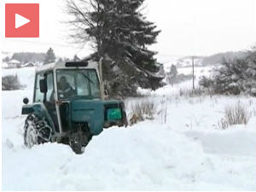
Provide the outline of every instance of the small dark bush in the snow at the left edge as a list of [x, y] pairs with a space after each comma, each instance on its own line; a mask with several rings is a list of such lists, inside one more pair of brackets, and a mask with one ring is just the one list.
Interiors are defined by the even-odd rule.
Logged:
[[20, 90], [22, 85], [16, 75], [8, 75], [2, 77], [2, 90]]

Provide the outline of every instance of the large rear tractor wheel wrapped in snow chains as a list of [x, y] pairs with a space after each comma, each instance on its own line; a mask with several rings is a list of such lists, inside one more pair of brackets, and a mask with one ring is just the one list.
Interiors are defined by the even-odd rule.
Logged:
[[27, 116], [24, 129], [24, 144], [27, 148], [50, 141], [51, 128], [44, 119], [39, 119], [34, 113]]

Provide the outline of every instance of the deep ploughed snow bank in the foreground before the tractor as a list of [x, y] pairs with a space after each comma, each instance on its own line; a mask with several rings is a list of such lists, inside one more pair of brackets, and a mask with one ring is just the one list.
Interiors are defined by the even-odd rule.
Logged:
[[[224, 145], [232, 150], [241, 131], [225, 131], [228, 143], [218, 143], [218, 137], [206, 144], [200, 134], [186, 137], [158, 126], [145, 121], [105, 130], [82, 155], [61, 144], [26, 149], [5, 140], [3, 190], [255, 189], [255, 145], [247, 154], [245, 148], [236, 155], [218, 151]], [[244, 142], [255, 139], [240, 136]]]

**What you should do**: Reproduce each entry precisely. Leave the pictures out.

**Answer box**:
Provide the outline of every instance of the small dark bush in the snow at the left edge as a list of [x, y] pairs with a space after each comma, each instance on its own line; a mask with several rings is a list of such lists, inside one more pair of brackets, and a mask with one ring is just the one list.
Interiors are defined by the even-odd rule.
Logged:
[[20, 90], [22, 85], [16, 75], [8, 75], [2, 77], [2, 90]]

Provide the outline of every instance of the large rear tractor wheel wrapped in snow chains as a list of [x, y] pairs with a space after each comma, each instance on its own line; a mask with several rings is a list of such lists, inside one more pair of brackets, and a mask with one ring is just the one list.
Interiors are defined by the even-odd rule.
Logged:
[[27, 116], [24, 129], [24, 144], [27, 148], [50, 141], [51, 128], [44, 119], [39, 119], [34, 113]]

Provide the outline of every instance of the deep ploughed snow bank in the foreground before the tractor as a list of [x, y] pairs with a space after each comma, each instance on its own line; a mask with several rings is a list of such lists, inside one more pair of brackets, and a mask with one ring is just the one list.
Interiors are defined by the even-odd rule.
Logged:
[[[224, 145], [232, 150], [241, 131], [225, 131], [228, 143], [218, 143], [218, 137], [206, 144], [200, 134], [186, 137], [158, 126], [145, 121], [105, 130], [82, 155], [61, 144], [26, 149], [5, 140], [3, 190], [255, 189], [255, 145], [247, 154], [245, 148], [236, 155], [218, 151]], [[244, 142], [255, 139], [240, 136]]]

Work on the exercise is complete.